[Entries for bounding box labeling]
- - -

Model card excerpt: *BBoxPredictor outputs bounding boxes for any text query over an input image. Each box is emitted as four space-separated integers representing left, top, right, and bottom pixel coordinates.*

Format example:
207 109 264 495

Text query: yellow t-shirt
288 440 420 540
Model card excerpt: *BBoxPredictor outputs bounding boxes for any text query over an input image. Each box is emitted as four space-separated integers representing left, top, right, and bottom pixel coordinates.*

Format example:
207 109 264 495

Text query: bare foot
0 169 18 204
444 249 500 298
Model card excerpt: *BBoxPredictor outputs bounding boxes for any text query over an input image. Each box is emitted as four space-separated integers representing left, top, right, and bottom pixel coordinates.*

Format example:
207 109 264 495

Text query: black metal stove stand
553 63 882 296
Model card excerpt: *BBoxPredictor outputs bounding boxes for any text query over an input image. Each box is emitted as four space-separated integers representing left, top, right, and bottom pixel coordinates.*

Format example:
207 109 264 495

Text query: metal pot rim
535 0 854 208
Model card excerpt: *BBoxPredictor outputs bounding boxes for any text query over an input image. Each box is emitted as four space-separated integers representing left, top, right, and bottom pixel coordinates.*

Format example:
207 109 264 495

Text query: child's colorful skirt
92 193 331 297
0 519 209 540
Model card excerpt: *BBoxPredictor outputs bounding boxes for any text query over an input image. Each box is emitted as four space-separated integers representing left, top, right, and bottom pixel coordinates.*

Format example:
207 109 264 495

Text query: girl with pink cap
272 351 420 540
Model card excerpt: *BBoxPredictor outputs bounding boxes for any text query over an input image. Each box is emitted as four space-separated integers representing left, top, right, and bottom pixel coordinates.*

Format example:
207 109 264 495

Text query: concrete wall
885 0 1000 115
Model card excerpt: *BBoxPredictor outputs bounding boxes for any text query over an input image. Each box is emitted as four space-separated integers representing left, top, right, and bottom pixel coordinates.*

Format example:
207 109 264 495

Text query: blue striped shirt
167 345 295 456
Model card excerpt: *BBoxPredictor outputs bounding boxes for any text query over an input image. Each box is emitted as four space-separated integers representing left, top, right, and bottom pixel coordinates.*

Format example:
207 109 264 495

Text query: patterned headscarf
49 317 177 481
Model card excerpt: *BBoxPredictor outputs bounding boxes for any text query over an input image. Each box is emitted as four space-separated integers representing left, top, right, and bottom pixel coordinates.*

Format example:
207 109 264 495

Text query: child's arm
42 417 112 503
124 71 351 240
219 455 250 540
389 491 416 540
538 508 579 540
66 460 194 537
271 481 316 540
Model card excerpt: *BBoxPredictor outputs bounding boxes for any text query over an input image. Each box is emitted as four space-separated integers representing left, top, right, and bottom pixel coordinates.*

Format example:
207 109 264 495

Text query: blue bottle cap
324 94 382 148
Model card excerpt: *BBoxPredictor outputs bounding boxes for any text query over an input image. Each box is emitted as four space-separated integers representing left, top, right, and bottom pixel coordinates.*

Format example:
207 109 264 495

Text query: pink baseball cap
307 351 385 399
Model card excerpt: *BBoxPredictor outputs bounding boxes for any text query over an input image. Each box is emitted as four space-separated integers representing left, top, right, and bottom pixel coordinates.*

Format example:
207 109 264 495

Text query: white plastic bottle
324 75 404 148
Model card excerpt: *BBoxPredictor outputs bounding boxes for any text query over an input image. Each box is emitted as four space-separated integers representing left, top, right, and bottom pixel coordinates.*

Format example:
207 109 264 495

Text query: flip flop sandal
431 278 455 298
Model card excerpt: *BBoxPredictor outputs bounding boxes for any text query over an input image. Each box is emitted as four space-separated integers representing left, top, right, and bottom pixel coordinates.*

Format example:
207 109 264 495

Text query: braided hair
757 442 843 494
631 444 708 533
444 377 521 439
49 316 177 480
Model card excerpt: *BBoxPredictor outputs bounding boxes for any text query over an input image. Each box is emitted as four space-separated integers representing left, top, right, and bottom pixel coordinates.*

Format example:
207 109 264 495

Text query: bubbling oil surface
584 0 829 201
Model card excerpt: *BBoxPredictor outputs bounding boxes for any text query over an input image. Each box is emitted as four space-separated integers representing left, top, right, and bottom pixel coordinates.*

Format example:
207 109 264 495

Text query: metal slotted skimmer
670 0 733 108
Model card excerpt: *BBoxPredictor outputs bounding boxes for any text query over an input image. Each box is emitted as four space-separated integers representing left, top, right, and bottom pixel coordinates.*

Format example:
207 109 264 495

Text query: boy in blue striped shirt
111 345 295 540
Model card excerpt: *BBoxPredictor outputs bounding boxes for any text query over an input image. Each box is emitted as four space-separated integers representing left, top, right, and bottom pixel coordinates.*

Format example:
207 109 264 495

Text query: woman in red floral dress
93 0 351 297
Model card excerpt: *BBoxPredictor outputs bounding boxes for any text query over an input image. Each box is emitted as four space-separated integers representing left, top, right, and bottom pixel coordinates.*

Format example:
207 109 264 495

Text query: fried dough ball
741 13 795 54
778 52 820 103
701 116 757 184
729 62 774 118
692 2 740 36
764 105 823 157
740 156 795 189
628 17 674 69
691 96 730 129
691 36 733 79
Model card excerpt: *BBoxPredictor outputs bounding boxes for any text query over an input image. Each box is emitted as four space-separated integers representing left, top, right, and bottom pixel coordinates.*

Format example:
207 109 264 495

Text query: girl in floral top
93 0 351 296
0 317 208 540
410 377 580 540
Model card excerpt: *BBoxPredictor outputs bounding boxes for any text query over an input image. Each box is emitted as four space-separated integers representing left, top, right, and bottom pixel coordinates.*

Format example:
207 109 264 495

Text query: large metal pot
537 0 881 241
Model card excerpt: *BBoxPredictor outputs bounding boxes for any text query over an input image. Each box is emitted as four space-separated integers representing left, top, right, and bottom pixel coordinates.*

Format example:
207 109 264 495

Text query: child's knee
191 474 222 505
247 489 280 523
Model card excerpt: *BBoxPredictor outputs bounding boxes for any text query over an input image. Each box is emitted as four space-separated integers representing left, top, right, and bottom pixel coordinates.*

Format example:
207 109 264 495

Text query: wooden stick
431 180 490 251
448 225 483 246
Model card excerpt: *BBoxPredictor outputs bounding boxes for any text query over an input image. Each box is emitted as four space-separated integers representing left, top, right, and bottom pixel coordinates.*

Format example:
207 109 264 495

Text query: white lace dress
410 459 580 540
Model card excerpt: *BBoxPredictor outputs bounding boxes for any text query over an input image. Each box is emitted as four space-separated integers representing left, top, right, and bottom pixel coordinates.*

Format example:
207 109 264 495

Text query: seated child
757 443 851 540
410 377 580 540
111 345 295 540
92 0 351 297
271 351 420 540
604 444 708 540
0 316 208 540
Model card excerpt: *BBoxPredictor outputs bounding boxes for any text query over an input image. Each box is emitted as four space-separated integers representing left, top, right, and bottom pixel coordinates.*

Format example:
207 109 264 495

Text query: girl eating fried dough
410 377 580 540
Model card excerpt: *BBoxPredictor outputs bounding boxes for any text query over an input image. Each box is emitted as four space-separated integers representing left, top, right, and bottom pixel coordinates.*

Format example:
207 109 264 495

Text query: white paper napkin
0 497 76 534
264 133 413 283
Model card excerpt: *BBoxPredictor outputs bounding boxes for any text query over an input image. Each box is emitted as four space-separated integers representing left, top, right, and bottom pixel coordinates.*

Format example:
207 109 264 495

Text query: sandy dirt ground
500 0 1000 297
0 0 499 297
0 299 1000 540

- - -

### Aim of the task
Please reproduce every one of the entries above, word for word and in the same order.

### Reply
Model card excerpt: *BBoxPredictor outputs bounding boxes for any text query over an input image. Each box is emitted as four space-separated integers representing left, top, right, and bottom pixel coordinates.*

Format example:
207 109 264 495

Text query: yellow t-shirt
288 440 420 540
Model card excerpt: *BBoxPredictor outputs bounding boxes for any text query over an input image. Each box is emitted as four space-separated integers representing left, top, right, and bottom pixel coordinates.*

Format example:
207 109 264 495

Text query: bare foot
0 169 18 204
444 249 500 298
Model card excerpt: *BBoxPredictor outputs bounding boxes for any text query over an input image. Each box is emitted as four space-separated integers representing left, top, right, and bottom pixel coordinates.*

Format example:
207 109 264 495

Text query: black metal stove stand
553 63 882 296
Model card excerpt: *BBoxPredictor outputs bounding boxes for any text query over an input image. Each box is emitted as four space-separated integers representing left, top, right, and bottom pixel coordinates.*

Format example:
207 109 264 495

Text query: metal pot rim
535 0 854 208
Model card excerpt: *BBoxPredictor outputs bounding boxes for any text query over an input image. Each box is emitted as four space-separated integers representing left, top, right, and bottom pixel coordinates.*

Format example:
207 109 264 495

Text query: child's colorful skirt
92 193 331 297
0 519 209 540
Model card excerpt: *BBoxPredictor outputs bounding boxes for any text query over an input image. Each box is emitted as four space-separated integers representing left, top, right, and bottom pixel coordinates.*

Format example:
207 109 264 495

Text query: girl with pink cap
272 351 420 540
Model card excerpt: *BBoxPredictor outputs bounding boxes for any text query over an input image. Each box is emitted as four space-separated integers representing left, top, right, and bottom pixel coordinates.*

Format example:
207 109 264 495

Text query: concrete wall
885 0 1000 115
Model card excerpt: *BBoxPredictor outputs bounding boxes for any text query over an input image. Each box is emitted as four space-separated integers representing left, top, right, and bottom pixel coordinates.*

Format example:
207 109 264 495

Text query: blue striped shirt
167 345 295 456
Model card excerpt: *BBoxPredictor outputs bounding boxes for any text query over an input image. Each box is emitted as four space-separated integers representing left, top, right, and bottom pixel coordinates.*

Format example:
207 109 264 495

Text query: patterned headscarf
49 317 177 481
Model card excerpt: *BBoxPredictor outputs bounding boxes for any text query over an input image. Each box is emitted as four space-separated integers representing left, top, right, and bottom pixel coordinates.*

Format example:
207 109 264 495

Text query: child's arm
42 417 112 503
124 71 351 240
219 455 250 540
389 491 416 540
538 508 579 540
66 460 194 537
271 481 316 540
Model card excerpt: *BBoxPredictor outputs bounding boxes for any text query over an input image. Each box is emitted as four space-separated integers representing left, top, right, and bottom pixel coordinates.*

Format example:
207 109 264 495

Text query: blue bottle cap
324 94 382 148
Model card excerpt: *BBoxPredictor outputs bounding boxes for any text query over an input image. Each box is emitted as four space-separated integers representing left, top, right, and bottom pixel coordinates.*

Format example:
207 109 264 495

Text query: pink baseball cap
307 351 385 399
Model card excerpt: *BBoxPredictor outputs bounding boxes for any text query over an input image. Each box is emitted as four space-separated integers representing left, top, right, and bottom pixel coordinates.*

Format example:
207 109 264 495

Text query: white plastic bottle
324 75 404 148
Model card excerpt: *BBoxPredictor outputs bounding boxes for any text query over an input image. Each box is emitted as four space-separated integers representing left, top, right, and bottom pixel coordinates.*

Format example:
207 109 264 495

Text query: flip flop sandal
431 278 455 298
Model card excerpt: *BBoxPredictor outputs bounding boxes for any text query over an input image. Each box is emitted as four space-separated integers representing left, top, right, and bottom pixel coordinates.*

Format example:
207 109 264 495

Text query: braided hair
757 442 843 494
631 444 708 533
444 377 521 439
49 316 177 480
Model card excerpt: *BBoxPredictor outputs bounding boxes for any text query over an input image. Each box is emitted as four space-separated integers representing left, top, right, and bottom pixel coordinates.*

Format example:
207 109 264 495

Text query: bubbling oil surface
584 0 829 201
Model card excerpt: *BBoxPredictor outputs bounding boxes for any text query over an input image. Each box is emitted as four space-separated integers representing left, top, right, and bottom pixel coordinates.*

Format example:
207 109 264 495

Text query: metal slotted skimmer
670 0 733 108
Model card excerpt: *BBoxPredictor outputs bounding boxes for any text query over an input image. Each box is emitted as four space-separated integers representing left, top, right, and bottom pixel coordinates.*

Format example:
207 109 264 495

Text query: boy in blue striped shirt
111 345 295 540
Model card excerpt: *BBoxPredictor outputs bounding boxes for any text query over an input image. Each box is emitted as four space-separated integers representing left, top, right, and bottom pixel coordinates.*

Format example:
207 109 264 495

Text query: woman in red floral dress
93 0 351 297
Model card excerpt: *BBoxPredictor outputs bounding boxes for any text query over an input image. Each box is emitted as four space-separated integers representing left, top, right, and bottom pixel coordinates.*

Format example:
207 109 264 495

Text query: fried dough ball
741 13 795 54
778 52 820 103
701 116 757 184
729 62 774 118
692 2 740 36
764 105 823 157
740 156 795 189
628 17 674 69
691 96 730 129
691 36 733 79
Model card excerpt: *BBoxPredictor outputs bounding boxes for any text query over an input image. Each box is emitted as four space-separated integers representing left, top, right, and bottom pixel coordinates.*

Format example:
207 109 264 495

Text query: girl in floral top
93 0 351 296
0 317 208 540
410 377 580 540
Model card excerpt: *BBoxPredictor outputs bounding boxes for any text query over an input image. Each box is emitted as four space-separated integers representing left, top, right, and bottom pixel coordinates.*

Format example:
207 109 264 495

Text query: large metal pot
537 0 881 241
Model card excerpt: *BBoxPredictor outputs bounding boxes for any text query over an input image. Each box is emitted as four space-separated integers representing left, top, right, and bottom pixel coordinates.*

Format example:
207 109 264 495

Text query: child's knee
191 474 222 505
247 489 280 523
Model card excerpt: *BBoxPredictor outputs bounding boxes for any text query over an input image. Each box is emitted as four space-separated integers representing left, top, right, and bottom pixel coordinates.*

Format example:
207 109 264 495

Text query: wooden stick
431 180 490 251
448 225 483 246
Model card excerpt: *BBoxPredictor outputs bounding boxes for any text query over an input image. Each box is emitted as four space-separated integers representing left, top, right, and bottom pixel coordinates.*

Format example:
207 109 264 495

Text query: white lace dress
410 459 580 540
Model card excerpt: *BBoxPredictor outputs bounding boxes for any text query over an input image. Each box is emitted as four space-separated integers representing left, top, right, and bottom pixel coordinates.*

Format example:
207 109 264 495

Text query: seated child
757 443 851 540
410 377 580 540
111 345 295 540
92 0 351 297
271 351 420 540
604 444 708 540
0 316 208 540
Model card excerpt: *BBoxPredictor outputs bounding boxes for any text query over an input image. Each box is emitted as four space-separated integers representing left, top, right, and bottom pixel coordinates.*

Format example:
207 109 264 495

Text query: girl eating fried dough
410 377 580 540
Model card excerpt: *BBoxPredictor outputs bounding boxes for any text query over an input image. Each box is emitted as four space-separated integers representing left, top, right, and bottom pixel coordinates.*

Format example:
207 109 264 495

Text query: white paper napkin
0 497 76 534
264 133 413 283
Model card excerpt: *BBoxPredictor outputs bounding boxes for any text query over an input image. Each box is emitted as four space-separated integers representing left, top, right, and bottom pixel coordinates.*

Format example:
207 109 264 495

Text query: sandy dirt ground
500 0 1000 297
0 0 499 297
0 299 1000 540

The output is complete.